» **Assigned task**
Return the material unaltered, line by line.

Content starts

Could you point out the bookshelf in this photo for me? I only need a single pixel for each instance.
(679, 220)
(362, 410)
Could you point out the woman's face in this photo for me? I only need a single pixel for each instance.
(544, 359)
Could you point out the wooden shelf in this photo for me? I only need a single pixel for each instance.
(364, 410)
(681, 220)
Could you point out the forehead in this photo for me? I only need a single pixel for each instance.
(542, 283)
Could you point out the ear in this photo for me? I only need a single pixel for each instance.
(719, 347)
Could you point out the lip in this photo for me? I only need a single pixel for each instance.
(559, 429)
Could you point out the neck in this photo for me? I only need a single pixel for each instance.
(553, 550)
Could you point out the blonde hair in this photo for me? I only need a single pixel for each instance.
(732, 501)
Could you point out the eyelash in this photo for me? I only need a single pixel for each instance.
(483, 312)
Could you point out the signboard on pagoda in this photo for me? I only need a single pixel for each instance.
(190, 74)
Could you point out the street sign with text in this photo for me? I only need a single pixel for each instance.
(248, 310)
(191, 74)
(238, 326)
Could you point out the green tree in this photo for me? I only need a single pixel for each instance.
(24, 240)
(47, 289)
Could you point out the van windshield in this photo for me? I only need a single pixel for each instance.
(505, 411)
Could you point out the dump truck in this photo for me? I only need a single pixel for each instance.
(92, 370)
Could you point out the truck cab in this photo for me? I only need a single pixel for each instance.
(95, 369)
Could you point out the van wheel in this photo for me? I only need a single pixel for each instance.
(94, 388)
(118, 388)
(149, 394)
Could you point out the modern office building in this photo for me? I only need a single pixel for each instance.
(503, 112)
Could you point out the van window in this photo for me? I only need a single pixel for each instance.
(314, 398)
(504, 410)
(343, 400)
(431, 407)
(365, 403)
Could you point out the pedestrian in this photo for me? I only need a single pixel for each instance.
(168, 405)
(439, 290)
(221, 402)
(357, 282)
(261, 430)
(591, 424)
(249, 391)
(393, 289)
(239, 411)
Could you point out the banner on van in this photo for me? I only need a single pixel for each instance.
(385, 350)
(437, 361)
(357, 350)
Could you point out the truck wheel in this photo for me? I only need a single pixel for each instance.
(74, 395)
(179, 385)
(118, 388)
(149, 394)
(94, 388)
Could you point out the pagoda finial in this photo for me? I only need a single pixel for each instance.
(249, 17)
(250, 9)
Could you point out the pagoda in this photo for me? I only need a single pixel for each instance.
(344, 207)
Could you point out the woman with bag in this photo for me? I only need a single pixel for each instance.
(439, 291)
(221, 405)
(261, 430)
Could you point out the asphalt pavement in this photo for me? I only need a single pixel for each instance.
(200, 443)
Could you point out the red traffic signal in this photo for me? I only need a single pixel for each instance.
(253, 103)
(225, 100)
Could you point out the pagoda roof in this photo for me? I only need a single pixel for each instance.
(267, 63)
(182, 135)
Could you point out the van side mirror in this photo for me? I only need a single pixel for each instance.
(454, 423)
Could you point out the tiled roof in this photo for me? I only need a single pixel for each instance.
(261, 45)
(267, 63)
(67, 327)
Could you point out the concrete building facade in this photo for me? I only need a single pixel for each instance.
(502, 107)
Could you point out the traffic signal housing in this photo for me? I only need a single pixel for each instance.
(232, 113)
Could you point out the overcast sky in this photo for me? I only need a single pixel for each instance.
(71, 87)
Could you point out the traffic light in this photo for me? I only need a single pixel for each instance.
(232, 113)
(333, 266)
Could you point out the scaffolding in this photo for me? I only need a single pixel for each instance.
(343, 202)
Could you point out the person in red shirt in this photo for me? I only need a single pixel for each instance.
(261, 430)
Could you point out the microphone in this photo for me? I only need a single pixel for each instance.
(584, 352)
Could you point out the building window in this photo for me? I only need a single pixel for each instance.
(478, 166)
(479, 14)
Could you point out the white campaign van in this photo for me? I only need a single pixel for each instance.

Content ends

» **Task answer**
Could you point out the bookshelf in this photo for me? I only need a single pixel for each instance.
(679, 220)
(362, 410)
Could you point out the woman's face in this photo for me? I only need a single pixel for each instance.
(544, 359)
Could you point out the wooden shelf in this photo for me? I only need a single pixel for each instance.
(364, 410)
(681, 220)
Could you point out the forehead in this photo for me? I only need a single pixel for each instance.
(542, 283)
Could you point out the ear in this photo for me? I only need a single pixel for each instance.
(719, 347)
Could you point out the lip in this photo for me? I only need a single pixel for each instance.
(559, 429)
Could you point out the neck in this photo for me? I only need a single pixel for each instance.
(553, 550)
Could you point out the blonde hair in this photo for me? I only need a single pixel for each instance.
(732, 501)
Could you point out the eyelash in this photo for me? I only need a single pixel for each instance.
(483, 312)
Could you point out the signboard on pagoda in this photo for me? I only need a single pixel for each instance.
(190, 74)
Could you point out the street sign with text in this photo for me? I only need a single pixel for each instance.
(248, 310)
(191, 74)
(238, 326)
Could you point out the green tree in this photo for me? I only need a single pixel for each instance.
(24, 240)
(47, 289)
Could you point out the van windshield in this photo for me? I only need a single pixel for each instance.
(505, 411)
Could you point out the dump truck in this photo for me? I only need a single pixel for each instance.
(92, 370)
Could you point out the truck cab in this photo for me? I only need a single pixel for each instance.
(95, 369)
Could you point out the van wheel in this photo for me? I only need a single pixel for each instance.
(94, 388)
(118, 388)
(149, 394)
Could you point out the modern office building in this photo for me? I only need a single pixel for each instance.
(503, 112)
Could you point out the van window in this photo for me? I only need a single pixel for each instance.
(314, 398)
(504, 410)
(343, 400)
(431, 407)
(365, 403)
Could you point out the pedestrian in this photo for me? I only need a single pixel for each instance.
(168, 405)
(439, 290)
(221, 402)
(357, 282)
(261, 430)
(591, 424)
(249, 391)
(393, 289)
(239, 411)
Could you point out the banner on van in this photo for me? I only need a single pixel for each instance.
(385, 350)
(437, 361)
(357, 350)
Could you point out the truck wheel in this photo for me? I only need a single pixel for each instance.
(74, 395)
(179, 385)
(118, 388)
(149, 394)
(94, 388)
Could you point out the pagoda finial in this photo for me? I only need a single pixel for each instance.
(249, 17)
(250, 9)
Could you point out the pagoda in this photo for me? I only need a single pixel for each instance.
(344, 207)
Could you point out the woman with bag in this photo for me? I only need a single pixel for each instance.
(439, 291)
(221, 405)
(261, 430)
Could you point out the asphalt pavement in this photo for me? I only need a single pixel for each instance.
(200, 443)
Could you point out the red traffic signal in this photo for me? I only need a single pixel for each instance.
(253, 103)
(225, 100)
Could you point out the pagoda roof in this photo for me? I only need a single pixel for each instance.
(267, 63)
(182, 135)
Could you point out the van side mirror in this photo for me? I only need a single pixel for each instance.
(454, 423)
Could you point out the tiled roof in this photo for me? I only need a single pixel for each instance.
(261, 45)
(267, 63)
(67, 327)
Could you point out the concrete building facade in this photo for me? I only need a single pixel for each instance.
(502, 107)
Could you point out the traffic signal housing in this photo for me? I only need a single pixel for each instance.
(232, 113)
Could you point out the overcast sky in this photo for me? I only need a single pixel for each instance.
(71, 87)
Could you point out the traffic light in this photo for me? I only need a single pixel for each instance.
(232, 113)
(333, 266)
Could you point out the scaffolding in this photo for me? I only need a single pixel for each instance.
(343, 202)
Could you point out the person in red shirt in this photo for me? I only need a single pixel for each instance.
(261, 430)
Could you point out the microphone in this photo for me? I only need a single pixel for each instance.
(584, 352)
Could you point out the building window in this photo for me? I only need a single pixel for each instance.
(478, 166)
(479, 14)
Could you point out the white campaign van in this photo for me? I only need a single pixel for each instance.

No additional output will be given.